**DOCUMENT TEXT:**
%%

He has to learn that you, or any other family member, can take anything he has away from him for any reason or for no reason. Not that you will do it a lot, but he has to learn that you can w/o ANY negative reaction from him, much less growling or snapping.

Good luck with your pup.


----------



## robinhuerta (Apr 21, 2007)

May I ask...how long have you had your puppy, and how old is the puppy now?


----------



## KaiserGSDLove (Oct 21, 2010)

Kaiser is a year and 8 months. I've taken the food away when he's acted that way and then give it back when he's nice, but it still ends up back at square one. I've worked with a couple trainers already and evenly privately in the house. My boyfriend tends to be the pack leader in the house in my dogs eyes, but yet he still will growl and show teeth about his food when my boyfriend approaches. I've sat there and hand fed him a couple times hoping he would see it as a positive thing. He ends up trying to boss me around and try to take the bowl from me. I haven't tried giving him higher value treats while he's eating though. I will use the clicker next time with something he loves and see what happens.


----------



## KaiserGSDLove (Oct 21, 2010)

I've had Kaiser since he was 8 weeks and he's now a year and 8 months


----------



## KaiserGSDLove (Oct 21, 2010)

He wasn't food aggressive till that long ago when I gave him a higher quality food


----------



## gsdraven (Jul 8, 2009)

KaiserGSDLove said:


> Kaiser is a year and 8 months. I've taken the food away when he's acted that way and then give it back when he's nice, but it still ends up back at square one.


You're back at square one because all you did was teach him that he was right to guard his food because you were going to take it from him.

%%

**EXTRACTED MATERIAL:**
%%

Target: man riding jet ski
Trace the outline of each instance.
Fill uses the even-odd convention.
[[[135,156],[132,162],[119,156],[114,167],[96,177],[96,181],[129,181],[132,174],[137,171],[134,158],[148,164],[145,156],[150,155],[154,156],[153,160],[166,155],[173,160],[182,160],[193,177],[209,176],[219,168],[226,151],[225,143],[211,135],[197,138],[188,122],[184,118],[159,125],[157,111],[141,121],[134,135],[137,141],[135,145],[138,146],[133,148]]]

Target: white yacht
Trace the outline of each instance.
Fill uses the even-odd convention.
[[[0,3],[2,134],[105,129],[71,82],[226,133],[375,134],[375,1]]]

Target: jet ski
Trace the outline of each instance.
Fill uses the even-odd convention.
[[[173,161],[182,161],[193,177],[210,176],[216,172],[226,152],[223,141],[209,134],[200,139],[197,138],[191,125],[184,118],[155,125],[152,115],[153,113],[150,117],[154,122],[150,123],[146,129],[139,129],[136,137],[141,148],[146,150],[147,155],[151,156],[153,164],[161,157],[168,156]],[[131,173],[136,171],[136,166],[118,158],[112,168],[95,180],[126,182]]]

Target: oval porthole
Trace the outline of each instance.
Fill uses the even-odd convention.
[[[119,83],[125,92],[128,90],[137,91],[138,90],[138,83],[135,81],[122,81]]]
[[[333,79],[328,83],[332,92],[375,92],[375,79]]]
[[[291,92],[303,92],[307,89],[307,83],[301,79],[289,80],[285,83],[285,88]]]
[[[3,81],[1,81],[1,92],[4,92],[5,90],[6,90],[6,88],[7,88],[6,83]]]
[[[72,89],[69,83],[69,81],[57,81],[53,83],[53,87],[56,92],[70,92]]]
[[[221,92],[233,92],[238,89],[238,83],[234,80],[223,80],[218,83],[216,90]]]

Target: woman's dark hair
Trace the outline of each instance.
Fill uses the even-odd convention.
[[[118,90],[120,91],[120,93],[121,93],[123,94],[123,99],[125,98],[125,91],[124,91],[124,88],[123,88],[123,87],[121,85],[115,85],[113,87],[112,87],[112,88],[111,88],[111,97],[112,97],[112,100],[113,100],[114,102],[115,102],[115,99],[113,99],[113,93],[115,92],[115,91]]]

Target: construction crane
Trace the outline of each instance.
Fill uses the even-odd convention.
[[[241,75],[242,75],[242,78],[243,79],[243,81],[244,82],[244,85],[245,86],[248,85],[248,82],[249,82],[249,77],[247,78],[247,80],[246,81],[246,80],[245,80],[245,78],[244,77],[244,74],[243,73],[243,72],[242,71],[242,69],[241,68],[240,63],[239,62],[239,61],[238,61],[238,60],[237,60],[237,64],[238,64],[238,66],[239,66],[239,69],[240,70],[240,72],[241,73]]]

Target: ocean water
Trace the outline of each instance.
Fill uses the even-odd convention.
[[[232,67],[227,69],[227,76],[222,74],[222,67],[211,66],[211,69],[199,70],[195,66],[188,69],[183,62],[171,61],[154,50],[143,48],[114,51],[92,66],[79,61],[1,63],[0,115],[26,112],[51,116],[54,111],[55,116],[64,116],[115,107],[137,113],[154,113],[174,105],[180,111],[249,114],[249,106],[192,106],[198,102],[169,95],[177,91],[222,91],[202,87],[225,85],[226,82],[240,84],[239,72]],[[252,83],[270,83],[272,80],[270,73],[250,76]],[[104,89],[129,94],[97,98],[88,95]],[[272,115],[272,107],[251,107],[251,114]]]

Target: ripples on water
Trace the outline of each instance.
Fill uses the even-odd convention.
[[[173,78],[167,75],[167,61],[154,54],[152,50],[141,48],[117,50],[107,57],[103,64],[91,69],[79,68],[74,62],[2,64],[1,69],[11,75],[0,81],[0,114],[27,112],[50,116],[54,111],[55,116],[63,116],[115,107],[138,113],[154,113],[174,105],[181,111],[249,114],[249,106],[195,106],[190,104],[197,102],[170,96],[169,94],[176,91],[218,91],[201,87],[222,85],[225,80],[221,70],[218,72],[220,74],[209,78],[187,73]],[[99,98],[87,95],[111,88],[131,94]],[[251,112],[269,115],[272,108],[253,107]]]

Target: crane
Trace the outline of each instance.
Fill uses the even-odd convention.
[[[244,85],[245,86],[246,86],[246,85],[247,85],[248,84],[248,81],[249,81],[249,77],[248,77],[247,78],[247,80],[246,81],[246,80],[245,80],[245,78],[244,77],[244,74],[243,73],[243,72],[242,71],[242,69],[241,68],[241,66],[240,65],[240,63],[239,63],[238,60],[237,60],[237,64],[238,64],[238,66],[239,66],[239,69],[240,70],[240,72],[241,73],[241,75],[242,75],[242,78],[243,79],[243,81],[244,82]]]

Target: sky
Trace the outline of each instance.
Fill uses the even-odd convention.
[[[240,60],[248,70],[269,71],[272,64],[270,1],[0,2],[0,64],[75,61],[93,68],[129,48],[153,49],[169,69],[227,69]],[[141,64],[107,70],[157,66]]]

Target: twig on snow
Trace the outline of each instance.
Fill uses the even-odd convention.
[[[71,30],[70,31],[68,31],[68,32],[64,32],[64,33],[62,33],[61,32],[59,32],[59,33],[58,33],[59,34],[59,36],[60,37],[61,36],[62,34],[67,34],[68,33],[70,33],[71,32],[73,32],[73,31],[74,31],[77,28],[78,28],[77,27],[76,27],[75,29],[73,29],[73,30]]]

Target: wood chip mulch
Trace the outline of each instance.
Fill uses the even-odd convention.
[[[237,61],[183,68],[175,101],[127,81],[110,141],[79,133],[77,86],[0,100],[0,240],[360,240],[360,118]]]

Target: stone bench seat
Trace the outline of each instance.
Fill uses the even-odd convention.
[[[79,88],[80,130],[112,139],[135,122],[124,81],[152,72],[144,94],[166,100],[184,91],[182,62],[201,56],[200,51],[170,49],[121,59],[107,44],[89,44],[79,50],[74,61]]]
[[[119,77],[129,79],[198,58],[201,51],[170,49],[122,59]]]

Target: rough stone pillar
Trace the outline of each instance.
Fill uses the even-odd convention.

%%

**OBJECTIVE A:**
In the dog food-guarding thread, reproduce everything from "## robinhuerta (Apr" down to "see what happens.".
**OBJECTIVE B:**
List every username that appears in a post header in the dog food-guarding thread.
The data here come from a different source than the text.

**TASK RESPONSE A:**
## robinhuerta (Apr 21, 2007)

May I ask...how long have you had your puppy, and how old is the puppy now?


----------



## KaiserGSDLove (Oct 21, 2010)

Kaiser is a year and 8 months. I've taken the food away when he's acted that way and then give it back when he's nice, but it still ends up back at square one. I've worked with a couple trainers already and evenly privately in the house. My boyfriend tends to be the pack leader in the house in my dogs eyes, but yet he still will growl and show teeth about his food when my boyfriend approaches. I've sat there and hand fed him a couple times hoping he would see it as a positive thing. He ends up trying to boss me around and try to take the bowl from me. I haven't tried giving him higher value treats while he's eating though. I will use the clicker next time with something he loves and see what happens.

**TASK RESPONSE B:**
robinhuerta
KaiserGSDLove
gsdraven